───── Raw data

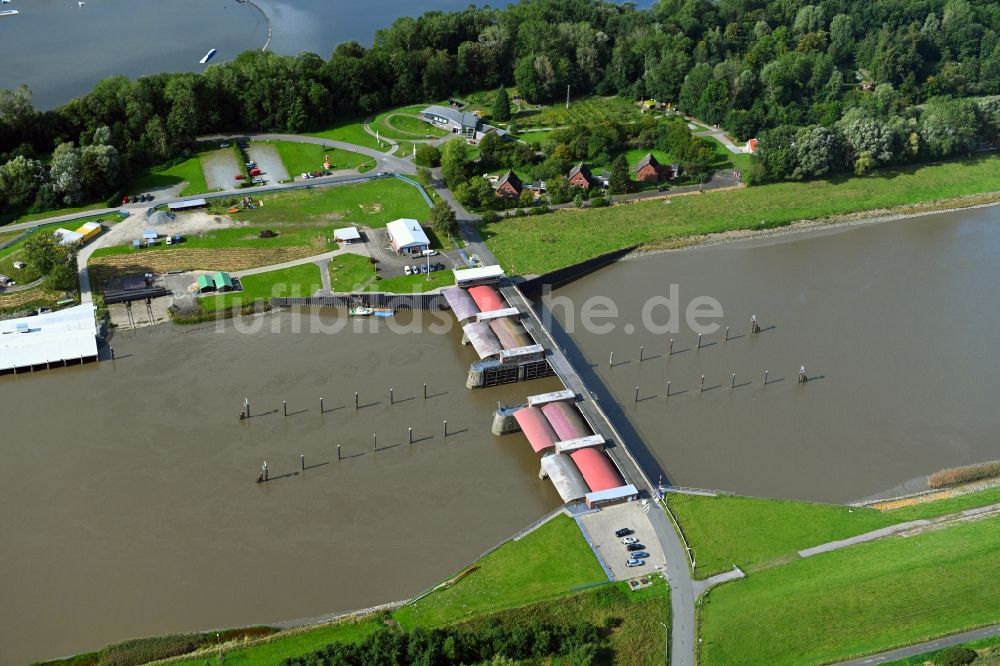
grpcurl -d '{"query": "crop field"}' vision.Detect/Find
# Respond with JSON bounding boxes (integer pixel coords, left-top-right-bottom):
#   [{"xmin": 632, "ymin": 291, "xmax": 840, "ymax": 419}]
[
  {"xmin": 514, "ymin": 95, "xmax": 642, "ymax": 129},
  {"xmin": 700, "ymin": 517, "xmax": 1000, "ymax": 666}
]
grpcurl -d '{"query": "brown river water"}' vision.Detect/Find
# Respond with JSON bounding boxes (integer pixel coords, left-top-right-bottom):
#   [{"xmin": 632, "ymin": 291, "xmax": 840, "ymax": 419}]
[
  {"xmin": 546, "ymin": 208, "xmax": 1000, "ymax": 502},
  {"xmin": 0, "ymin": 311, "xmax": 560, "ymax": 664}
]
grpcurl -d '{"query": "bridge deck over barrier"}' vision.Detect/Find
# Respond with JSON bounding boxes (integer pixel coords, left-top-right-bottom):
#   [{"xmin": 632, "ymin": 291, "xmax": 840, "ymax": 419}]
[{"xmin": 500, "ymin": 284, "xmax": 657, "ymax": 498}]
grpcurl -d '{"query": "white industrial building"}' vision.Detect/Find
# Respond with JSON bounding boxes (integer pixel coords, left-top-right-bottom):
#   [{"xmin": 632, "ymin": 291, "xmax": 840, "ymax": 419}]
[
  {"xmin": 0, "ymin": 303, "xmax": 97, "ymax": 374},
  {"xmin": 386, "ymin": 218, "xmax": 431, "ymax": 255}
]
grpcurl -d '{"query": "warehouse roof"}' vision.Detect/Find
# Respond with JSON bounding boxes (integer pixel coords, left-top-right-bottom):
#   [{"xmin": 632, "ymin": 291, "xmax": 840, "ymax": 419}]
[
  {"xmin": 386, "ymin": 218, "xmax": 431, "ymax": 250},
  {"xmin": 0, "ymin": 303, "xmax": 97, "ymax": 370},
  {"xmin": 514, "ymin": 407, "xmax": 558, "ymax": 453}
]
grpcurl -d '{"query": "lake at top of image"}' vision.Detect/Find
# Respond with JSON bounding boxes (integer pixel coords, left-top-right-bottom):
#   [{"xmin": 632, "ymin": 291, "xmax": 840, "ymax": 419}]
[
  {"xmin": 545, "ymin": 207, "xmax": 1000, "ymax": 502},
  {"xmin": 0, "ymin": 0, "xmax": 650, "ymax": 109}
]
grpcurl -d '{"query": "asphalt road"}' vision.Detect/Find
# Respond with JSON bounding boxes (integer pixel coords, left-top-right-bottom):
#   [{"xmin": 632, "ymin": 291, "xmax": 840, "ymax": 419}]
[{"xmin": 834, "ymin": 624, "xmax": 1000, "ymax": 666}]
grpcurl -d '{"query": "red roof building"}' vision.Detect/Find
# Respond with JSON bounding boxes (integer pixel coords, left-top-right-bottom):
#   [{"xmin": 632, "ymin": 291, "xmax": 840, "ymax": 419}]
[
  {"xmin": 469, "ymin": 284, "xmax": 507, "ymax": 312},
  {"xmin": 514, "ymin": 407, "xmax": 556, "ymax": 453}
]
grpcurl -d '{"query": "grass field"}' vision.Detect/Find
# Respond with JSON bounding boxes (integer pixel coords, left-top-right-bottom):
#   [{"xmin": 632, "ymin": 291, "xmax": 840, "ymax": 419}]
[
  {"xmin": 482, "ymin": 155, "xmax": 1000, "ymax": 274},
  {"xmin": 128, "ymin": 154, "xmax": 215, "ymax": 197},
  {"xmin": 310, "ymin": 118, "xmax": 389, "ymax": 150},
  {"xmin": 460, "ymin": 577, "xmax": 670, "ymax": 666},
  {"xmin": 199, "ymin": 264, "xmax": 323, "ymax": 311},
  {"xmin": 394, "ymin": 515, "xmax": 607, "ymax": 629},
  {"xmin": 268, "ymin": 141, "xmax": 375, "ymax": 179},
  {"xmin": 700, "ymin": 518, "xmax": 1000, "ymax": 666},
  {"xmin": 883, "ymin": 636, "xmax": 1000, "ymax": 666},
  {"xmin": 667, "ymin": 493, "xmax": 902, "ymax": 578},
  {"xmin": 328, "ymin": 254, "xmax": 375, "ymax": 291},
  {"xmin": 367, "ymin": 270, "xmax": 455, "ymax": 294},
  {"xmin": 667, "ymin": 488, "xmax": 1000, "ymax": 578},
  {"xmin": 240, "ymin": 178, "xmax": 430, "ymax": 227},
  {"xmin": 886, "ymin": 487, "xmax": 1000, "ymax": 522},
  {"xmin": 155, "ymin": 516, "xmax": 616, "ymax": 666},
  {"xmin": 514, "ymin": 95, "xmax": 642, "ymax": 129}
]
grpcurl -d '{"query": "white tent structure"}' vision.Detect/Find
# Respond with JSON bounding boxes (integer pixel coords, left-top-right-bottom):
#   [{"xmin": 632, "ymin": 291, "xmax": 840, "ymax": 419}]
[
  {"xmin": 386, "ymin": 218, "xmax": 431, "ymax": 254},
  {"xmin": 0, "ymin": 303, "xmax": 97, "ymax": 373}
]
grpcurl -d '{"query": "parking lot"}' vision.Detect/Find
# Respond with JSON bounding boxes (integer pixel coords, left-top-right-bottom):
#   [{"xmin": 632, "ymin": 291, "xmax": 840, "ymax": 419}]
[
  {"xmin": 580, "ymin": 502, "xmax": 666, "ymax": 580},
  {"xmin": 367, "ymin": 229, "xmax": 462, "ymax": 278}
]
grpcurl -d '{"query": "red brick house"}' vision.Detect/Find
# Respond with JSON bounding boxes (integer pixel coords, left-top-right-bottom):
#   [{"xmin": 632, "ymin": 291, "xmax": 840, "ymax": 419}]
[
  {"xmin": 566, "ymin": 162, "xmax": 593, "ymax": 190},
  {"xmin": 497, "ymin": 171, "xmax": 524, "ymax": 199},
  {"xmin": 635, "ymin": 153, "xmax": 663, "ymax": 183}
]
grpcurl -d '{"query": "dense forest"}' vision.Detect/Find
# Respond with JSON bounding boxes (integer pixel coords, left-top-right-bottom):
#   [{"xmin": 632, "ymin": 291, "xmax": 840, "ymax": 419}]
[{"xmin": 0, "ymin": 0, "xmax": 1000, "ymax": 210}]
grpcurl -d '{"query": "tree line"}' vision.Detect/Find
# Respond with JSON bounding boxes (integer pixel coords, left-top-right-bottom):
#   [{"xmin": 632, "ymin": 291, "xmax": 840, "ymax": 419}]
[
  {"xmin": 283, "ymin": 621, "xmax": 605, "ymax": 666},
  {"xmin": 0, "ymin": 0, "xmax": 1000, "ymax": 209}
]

──────────
───── Raw data

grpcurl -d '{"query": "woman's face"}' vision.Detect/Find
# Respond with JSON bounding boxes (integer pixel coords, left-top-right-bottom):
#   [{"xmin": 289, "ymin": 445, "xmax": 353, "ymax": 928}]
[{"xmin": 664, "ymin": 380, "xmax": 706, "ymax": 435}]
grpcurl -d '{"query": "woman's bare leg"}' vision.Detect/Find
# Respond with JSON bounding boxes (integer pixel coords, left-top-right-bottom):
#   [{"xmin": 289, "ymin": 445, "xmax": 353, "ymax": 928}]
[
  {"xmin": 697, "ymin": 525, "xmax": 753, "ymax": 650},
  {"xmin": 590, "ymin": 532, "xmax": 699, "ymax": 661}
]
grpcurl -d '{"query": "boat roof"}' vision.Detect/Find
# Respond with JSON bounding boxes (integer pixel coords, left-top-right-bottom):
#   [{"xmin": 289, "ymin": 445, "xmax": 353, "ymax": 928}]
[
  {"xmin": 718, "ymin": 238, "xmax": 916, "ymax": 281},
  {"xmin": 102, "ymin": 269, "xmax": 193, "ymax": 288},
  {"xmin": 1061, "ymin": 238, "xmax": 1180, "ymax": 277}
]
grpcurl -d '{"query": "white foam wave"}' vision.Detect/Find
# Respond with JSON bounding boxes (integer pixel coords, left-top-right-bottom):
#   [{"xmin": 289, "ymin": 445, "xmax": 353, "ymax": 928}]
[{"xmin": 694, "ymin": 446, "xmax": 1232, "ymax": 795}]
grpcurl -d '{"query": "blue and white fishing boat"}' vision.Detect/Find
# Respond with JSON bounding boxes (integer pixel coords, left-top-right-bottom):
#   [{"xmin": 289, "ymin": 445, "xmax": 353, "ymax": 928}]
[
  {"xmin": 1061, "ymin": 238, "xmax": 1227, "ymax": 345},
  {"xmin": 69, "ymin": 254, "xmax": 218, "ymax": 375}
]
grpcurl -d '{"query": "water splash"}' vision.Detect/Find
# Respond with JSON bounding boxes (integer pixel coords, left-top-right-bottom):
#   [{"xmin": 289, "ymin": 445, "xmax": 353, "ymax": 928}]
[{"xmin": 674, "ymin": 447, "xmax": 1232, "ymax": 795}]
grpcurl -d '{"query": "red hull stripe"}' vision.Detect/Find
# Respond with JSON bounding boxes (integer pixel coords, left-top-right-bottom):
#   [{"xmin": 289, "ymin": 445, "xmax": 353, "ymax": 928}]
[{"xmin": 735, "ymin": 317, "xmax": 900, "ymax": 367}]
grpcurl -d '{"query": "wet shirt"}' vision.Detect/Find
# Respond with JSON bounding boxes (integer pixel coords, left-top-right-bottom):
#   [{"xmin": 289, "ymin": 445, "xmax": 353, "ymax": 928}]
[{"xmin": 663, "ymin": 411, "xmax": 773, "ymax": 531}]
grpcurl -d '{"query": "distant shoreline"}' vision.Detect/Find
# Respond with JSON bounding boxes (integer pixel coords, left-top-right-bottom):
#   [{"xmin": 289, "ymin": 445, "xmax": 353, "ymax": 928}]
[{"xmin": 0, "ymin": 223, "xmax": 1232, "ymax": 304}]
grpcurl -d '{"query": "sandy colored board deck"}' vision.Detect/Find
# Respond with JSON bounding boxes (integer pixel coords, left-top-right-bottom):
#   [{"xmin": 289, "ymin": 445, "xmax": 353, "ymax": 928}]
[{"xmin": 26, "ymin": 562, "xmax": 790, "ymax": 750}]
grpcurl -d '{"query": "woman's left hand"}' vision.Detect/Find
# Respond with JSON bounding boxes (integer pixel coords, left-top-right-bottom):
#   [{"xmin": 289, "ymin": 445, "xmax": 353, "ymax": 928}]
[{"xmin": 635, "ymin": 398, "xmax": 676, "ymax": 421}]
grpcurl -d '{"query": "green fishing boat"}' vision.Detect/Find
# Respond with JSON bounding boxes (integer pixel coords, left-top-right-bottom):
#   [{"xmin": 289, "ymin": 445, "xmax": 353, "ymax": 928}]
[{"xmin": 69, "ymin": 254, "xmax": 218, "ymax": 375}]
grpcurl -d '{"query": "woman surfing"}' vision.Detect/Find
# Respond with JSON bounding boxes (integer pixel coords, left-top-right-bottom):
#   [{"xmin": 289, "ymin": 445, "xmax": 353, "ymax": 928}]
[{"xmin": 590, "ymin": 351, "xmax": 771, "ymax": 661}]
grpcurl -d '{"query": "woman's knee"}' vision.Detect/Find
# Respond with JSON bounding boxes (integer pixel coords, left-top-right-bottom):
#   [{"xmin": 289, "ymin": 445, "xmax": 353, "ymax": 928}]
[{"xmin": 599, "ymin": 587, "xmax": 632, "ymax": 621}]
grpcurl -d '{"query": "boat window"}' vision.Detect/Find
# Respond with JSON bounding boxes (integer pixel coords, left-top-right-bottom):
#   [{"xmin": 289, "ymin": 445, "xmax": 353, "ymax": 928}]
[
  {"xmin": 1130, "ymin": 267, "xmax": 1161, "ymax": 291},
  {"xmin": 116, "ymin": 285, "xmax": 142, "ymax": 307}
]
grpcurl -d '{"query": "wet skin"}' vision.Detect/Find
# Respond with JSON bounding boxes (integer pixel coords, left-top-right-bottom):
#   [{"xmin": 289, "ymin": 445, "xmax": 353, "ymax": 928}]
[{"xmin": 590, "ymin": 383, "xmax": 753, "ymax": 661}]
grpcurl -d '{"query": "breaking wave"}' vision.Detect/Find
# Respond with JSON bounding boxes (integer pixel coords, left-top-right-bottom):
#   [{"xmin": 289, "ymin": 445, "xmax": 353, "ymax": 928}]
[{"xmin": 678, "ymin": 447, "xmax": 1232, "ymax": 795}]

──────────

> _Your objective_: Pick out every line in the data above that contains the word "water", and copy each one. Case counts.

> _Response to the task_:
grpcurl -d '{"query": "brown river water"}' vision.Detect/Find
grpcurl -d '{"query": "water splash"}' vision.Detect/Find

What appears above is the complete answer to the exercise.